- Tasks to perform -
1. Write out the NDP letter beginning at the words "Two solitudes started" and stopping after "wool socialist regime?", swapping "solitudes" for "camps" wherever it appears.
2. Carry on the NDP letter from its last sentence.

- Text excerpt -

+ + +

Two solitudes started with NDP

Are Alex Atamanenko and the NDP blameless for the way Canada has changed under Stephen Harper's government?

The two political solitudes Alex Atamanenko (MP BC Southern Interior) wrote about in his letter of June 4 (Two new solitudes – Part 1, Trail Times June 4) emerged in 2005 when, he, under the leadership of NDP’s Jack Layton, joined forces with Conservative leader Stephen Harper to vote down PM Paul Martin’s Liberal government.

Now, Atamanenko complains that Canada has changed under Stephen Harper.  Well, the NDP and those who voted NDP are not blameless.  What did Atamanenko expect; that the majority of Canadians would vote for a dyed in the wool socialist regime?

Hindsight is 20/20 but one could see it coming.  The demise of the federal Liberal, and, yes, natural governing party, would lead to an American style extreme right versus extreme left.

The NDP’s new leader Thomas Mulcair is causing the great divide between East and West claiming, among other things, that Canada’s oil sands development has led to “Dutch” disease (a reliance on oil revenue).

I think if Canada had to have a disease, it might better be “Dutch” than “Greek.”

In Greece, an over reliance on generous, unsustainable social programs has led that country to bankruptcy and bail out by other countries such as Germany.  The Greeks are now suffering horrible but needed austerity measures, a result of largesse run amok.

+ + +

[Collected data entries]
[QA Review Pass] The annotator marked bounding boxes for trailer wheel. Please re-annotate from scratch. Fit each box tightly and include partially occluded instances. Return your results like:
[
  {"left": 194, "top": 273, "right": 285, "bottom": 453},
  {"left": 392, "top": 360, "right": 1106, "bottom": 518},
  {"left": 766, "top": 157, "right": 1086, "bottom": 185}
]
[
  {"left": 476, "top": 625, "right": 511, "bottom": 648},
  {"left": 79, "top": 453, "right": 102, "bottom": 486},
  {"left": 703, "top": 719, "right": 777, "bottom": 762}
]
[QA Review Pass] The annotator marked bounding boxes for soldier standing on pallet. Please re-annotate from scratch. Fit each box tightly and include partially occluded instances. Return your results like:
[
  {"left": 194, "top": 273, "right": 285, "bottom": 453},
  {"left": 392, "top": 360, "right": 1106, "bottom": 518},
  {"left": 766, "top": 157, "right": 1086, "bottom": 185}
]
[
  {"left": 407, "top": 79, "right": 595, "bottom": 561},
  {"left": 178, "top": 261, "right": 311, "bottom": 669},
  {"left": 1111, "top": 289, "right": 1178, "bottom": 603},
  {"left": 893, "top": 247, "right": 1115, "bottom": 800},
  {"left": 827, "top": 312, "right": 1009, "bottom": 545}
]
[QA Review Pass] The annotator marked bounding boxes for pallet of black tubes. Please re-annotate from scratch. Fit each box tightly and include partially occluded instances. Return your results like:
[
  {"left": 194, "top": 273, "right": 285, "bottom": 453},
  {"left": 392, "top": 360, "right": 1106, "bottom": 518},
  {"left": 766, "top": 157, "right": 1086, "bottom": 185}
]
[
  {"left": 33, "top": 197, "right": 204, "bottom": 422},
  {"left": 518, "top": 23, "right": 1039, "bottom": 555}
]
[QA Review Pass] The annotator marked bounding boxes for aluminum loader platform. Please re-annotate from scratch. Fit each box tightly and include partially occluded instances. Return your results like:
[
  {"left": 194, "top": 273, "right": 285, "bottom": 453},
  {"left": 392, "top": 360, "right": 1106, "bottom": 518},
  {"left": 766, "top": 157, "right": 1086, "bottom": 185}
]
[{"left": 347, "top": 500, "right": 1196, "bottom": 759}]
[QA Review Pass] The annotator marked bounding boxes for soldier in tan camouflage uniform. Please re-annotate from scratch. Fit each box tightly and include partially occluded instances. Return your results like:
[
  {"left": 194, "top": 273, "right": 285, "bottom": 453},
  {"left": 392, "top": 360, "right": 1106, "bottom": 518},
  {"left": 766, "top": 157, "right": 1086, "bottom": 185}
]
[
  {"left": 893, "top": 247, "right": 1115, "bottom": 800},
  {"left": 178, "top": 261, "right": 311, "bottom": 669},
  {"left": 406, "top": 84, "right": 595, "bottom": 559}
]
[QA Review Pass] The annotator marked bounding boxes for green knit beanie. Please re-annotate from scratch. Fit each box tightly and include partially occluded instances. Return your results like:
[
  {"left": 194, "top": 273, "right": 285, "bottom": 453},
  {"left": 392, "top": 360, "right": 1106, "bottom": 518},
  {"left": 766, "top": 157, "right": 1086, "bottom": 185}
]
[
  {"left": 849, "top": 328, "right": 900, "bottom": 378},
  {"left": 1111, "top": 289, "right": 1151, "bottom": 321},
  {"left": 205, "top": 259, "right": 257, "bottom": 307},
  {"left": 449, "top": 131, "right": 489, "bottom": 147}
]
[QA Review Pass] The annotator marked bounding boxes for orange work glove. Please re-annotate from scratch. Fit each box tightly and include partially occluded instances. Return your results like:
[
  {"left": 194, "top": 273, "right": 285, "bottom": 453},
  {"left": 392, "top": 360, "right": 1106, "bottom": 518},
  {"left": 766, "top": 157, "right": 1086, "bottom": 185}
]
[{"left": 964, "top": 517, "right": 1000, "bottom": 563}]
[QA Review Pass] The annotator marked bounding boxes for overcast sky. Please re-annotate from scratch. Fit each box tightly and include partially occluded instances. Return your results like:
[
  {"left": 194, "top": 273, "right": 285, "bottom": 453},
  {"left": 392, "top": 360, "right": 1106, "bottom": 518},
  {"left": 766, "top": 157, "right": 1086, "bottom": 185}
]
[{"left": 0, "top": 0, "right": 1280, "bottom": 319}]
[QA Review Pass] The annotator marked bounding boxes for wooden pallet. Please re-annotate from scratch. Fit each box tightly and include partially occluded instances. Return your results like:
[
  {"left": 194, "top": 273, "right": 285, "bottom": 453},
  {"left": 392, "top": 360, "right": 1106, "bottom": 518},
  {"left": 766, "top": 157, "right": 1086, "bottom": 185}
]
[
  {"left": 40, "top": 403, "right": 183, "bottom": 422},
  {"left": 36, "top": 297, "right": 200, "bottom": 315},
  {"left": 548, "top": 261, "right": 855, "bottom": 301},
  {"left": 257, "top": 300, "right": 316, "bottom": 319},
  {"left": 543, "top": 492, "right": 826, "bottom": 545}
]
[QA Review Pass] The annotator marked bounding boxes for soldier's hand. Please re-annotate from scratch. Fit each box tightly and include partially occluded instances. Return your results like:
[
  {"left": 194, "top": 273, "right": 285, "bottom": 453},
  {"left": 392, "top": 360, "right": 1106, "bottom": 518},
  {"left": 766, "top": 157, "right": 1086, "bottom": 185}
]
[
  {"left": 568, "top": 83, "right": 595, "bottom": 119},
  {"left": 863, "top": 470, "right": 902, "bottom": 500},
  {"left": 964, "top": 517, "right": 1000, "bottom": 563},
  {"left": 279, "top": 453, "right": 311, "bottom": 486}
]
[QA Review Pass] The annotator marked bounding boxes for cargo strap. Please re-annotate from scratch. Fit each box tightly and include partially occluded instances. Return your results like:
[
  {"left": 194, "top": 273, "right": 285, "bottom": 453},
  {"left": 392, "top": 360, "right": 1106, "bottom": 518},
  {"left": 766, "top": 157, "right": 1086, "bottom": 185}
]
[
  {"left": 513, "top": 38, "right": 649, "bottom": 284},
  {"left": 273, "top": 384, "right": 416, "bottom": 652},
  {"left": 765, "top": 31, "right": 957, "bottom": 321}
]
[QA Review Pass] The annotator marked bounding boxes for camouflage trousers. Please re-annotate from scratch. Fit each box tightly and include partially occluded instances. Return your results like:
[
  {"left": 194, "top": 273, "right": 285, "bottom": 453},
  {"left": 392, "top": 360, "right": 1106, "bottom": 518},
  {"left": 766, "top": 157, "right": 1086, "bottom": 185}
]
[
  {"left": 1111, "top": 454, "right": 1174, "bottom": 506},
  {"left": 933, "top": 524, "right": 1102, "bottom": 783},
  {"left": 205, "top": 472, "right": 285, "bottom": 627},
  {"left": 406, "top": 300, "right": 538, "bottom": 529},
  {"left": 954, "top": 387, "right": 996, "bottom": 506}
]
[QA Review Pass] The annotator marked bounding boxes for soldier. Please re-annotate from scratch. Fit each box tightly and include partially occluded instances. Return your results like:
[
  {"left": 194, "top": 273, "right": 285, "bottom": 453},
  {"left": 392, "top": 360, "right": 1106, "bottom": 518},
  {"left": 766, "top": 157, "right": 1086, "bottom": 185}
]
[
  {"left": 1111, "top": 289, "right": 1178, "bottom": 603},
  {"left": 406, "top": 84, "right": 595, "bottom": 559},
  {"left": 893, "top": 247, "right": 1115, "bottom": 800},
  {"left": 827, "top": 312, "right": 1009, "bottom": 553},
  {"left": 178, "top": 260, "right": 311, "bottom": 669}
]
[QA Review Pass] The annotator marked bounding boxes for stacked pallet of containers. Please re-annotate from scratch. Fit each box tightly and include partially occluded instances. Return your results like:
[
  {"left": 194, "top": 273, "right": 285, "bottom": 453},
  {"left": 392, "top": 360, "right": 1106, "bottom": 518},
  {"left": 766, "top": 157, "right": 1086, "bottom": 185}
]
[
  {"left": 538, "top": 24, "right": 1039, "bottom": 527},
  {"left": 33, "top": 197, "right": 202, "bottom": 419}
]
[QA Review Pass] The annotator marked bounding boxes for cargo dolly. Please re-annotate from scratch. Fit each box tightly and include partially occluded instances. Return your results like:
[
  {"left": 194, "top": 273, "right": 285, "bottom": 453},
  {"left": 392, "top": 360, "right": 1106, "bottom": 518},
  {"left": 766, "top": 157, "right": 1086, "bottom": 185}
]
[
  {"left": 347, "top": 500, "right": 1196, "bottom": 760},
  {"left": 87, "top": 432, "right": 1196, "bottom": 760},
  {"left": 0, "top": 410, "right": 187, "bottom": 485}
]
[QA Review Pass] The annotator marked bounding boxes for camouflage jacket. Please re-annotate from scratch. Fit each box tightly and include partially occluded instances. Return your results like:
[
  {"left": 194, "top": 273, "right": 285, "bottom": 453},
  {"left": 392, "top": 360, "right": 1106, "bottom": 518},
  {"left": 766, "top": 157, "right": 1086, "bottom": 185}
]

+ + +

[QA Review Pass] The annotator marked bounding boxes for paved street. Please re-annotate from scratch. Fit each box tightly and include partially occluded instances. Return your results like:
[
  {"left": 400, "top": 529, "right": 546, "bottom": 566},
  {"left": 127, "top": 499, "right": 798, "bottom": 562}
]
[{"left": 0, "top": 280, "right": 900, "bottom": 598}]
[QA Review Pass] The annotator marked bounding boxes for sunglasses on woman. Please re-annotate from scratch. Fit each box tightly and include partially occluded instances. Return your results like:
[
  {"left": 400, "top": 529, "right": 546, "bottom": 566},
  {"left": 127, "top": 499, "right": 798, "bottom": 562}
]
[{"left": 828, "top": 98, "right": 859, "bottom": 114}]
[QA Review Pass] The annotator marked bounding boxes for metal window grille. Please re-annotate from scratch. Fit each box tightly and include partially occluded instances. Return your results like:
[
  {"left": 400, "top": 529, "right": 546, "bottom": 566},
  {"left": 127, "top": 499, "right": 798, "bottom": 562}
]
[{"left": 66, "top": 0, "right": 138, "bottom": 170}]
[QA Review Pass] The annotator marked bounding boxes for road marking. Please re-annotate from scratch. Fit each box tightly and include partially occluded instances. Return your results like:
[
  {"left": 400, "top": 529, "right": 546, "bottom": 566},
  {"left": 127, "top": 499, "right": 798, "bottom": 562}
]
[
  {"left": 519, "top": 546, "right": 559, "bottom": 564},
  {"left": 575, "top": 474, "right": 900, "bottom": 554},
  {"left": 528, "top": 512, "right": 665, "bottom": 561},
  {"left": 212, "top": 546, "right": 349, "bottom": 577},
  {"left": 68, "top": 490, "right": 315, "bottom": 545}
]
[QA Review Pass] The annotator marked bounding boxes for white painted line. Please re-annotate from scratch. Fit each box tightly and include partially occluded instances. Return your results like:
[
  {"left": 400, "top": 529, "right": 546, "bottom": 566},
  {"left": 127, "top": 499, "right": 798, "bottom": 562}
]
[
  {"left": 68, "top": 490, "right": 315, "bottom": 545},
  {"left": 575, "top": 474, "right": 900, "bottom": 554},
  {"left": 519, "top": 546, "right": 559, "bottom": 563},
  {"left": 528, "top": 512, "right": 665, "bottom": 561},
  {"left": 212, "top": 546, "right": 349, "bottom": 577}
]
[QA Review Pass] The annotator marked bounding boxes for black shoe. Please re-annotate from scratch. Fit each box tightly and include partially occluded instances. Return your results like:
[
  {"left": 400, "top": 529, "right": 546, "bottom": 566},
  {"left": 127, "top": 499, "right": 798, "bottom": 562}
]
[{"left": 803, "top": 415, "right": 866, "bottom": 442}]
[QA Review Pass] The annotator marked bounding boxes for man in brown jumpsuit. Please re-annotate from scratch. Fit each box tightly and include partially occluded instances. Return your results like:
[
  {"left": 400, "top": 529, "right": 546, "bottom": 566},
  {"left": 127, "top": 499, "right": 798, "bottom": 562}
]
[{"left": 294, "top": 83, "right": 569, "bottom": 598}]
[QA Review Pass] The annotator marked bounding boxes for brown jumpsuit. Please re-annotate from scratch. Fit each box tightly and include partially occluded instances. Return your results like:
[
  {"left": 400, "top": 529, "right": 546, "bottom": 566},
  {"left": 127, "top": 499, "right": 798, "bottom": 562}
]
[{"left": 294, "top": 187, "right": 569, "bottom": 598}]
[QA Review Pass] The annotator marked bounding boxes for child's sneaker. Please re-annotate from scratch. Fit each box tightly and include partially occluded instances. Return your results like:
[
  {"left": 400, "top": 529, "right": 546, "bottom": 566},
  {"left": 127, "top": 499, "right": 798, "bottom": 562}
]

+ + +

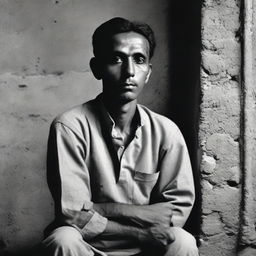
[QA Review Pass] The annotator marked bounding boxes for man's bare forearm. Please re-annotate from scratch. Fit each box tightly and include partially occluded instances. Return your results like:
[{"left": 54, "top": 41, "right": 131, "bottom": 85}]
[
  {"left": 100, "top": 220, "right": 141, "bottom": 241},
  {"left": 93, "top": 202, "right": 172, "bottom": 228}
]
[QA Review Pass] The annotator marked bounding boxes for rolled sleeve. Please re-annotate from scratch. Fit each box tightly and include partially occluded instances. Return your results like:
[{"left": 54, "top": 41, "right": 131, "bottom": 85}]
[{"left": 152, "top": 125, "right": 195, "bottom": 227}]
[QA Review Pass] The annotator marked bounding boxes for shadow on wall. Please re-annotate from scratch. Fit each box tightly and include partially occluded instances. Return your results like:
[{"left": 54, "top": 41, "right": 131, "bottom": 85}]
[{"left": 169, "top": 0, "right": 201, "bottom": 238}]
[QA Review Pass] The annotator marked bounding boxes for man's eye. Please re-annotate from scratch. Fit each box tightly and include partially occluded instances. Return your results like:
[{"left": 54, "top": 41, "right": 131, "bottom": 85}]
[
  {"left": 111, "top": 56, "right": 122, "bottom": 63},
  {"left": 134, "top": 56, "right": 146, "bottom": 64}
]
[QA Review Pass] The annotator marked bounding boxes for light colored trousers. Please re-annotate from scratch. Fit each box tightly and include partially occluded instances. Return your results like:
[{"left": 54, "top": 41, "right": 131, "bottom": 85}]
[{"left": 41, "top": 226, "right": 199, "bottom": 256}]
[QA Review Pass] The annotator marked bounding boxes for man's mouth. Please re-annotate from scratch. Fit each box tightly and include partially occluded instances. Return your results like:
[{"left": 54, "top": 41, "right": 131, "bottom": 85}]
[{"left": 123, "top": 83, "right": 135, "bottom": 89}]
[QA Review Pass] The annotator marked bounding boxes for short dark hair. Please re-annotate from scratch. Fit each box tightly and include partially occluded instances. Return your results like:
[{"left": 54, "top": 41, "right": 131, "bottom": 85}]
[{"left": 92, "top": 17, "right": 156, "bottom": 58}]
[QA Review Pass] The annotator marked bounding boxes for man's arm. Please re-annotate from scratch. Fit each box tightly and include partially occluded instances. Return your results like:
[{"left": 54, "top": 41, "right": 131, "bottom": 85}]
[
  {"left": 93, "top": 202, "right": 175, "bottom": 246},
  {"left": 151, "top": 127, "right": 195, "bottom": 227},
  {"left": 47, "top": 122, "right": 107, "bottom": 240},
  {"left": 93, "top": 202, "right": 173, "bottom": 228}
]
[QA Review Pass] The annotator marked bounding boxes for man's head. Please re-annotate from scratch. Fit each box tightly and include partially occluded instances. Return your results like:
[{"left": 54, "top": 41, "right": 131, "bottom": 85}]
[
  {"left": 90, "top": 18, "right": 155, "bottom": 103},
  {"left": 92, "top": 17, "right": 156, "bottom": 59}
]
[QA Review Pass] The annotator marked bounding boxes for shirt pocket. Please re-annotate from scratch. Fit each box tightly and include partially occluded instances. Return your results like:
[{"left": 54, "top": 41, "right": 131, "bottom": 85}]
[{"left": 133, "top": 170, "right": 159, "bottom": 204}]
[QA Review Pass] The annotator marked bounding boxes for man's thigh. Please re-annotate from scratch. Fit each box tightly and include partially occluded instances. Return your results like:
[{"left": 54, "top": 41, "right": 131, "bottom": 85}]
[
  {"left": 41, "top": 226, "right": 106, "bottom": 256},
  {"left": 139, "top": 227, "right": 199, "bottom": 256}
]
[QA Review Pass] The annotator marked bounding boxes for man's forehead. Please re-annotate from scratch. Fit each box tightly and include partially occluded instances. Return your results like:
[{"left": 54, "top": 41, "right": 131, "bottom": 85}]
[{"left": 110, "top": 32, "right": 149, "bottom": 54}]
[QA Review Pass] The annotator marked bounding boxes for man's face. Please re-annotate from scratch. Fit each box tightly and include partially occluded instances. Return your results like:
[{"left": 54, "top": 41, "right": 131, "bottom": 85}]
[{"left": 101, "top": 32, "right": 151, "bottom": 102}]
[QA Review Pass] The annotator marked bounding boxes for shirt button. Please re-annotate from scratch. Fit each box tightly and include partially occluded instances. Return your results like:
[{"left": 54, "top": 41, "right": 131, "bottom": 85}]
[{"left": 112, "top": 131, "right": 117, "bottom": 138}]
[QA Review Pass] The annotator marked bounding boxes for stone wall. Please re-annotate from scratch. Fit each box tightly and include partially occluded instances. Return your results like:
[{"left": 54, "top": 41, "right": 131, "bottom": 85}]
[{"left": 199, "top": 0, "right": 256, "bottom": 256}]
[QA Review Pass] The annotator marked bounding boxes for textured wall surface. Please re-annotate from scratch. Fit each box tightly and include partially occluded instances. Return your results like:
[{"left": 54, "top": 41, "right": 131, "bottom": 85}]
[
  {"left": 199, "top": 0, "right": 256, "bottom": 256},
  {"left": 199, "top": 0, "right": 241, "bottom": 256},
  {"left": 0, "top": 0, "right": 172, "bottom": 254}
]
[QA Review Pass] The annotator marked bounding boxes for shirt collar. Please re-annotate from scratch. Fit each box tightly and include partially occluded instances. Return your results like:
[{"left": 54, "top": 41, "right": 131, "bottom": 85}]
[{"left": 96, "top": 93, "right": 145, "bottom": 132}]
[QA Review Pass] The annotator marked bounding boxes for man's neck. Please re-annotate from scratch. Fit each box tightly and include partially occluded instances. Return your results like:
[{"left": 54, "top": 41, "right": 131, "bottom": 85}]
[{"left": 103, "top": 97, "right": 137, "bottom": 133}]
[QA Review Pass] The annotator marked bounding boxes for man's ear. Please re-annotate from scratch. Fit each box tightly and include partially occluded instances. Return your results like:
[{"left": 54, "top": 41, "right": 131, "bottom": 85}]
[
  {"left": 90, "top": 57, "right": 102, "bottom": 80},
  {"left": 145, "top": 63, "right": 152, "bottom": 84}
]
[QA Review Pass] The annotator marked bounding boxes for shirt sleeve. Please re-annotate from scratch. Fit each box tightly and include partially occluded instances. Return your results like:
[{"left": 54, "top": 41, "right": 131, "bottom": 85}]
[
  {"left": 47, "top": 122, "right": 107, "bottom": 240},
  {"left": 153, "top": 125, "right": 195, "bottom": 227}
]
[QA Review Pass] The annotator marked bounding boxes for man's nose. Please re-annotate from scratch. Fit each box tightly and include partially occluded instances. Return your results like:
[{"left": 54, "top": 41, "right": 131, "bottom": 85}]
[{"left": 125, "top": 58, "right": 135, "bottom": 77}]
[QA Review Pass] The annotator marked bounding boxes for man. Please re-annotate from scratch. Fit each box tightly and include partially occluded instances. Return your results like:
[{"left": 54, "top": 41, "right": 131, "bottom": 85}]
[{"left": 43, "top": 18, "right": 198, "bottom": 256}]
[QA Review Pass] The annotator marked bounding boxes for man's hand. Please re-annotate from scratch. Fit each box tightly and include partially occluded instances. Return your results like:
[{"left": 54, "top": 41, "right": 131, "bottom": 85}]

+ + +

- Answers to each task -
1.
Two camps started with NDP

Are Alex Atamanenko and the NDP blameless for the way Canada has changed under Stephen Harper's government?

The two political camps Alex Atamanenko (MP BC Southern Interior) wrote about in his letter of June 4 (Two new camps – Part 1, Trail Times June 4) emerged in 2005 when, he, under the leadership of NDP’s Jack Layton, joined forces with Conservative leader Stephen Harper to vote down PM Paul Martin’s Liberal government.

Now, Atamanenko complains that Canada has changed under Stephen Harper.  Well, the NDP and those who voted NDP are not blameless.  What did Atamanenko expect; that the majority of Canadians would vote for a dyed in the wool socialist regime?

2.
Quebec has a similar problem to Greece.  Its generous social programs are not sustainable despite being the largest recipient of equalization payments from the same oil sands province, Alberta.

Mulcair wants to keep his votes in Quebec so too bad for those NDP MPs from Western Canada.  They now have to trot out the dog and pony show.

The political vehicle Mulcair uses is “environmental sustainability”.  If Mulcair and the NDP were really interested in “environmental sustainability and polluter pays programs”, they would apply the same measures and negative publicity to all resource industries, including those in Quebec and in Atamanenko’s riding.

Locally that resource industry, a private sector company and largest single economic driver in the Kootenays, just negotiated with its unionized employees.  The result is a substantial 18 per cent wage increase over 5 years, a 12 per cent increase in pension and a $10,000 signing bonus.

None of this settlement is due to the NDP, yet, local unions still go out to support Atamanenko, the same guy whose party wants to penalize the resource sector.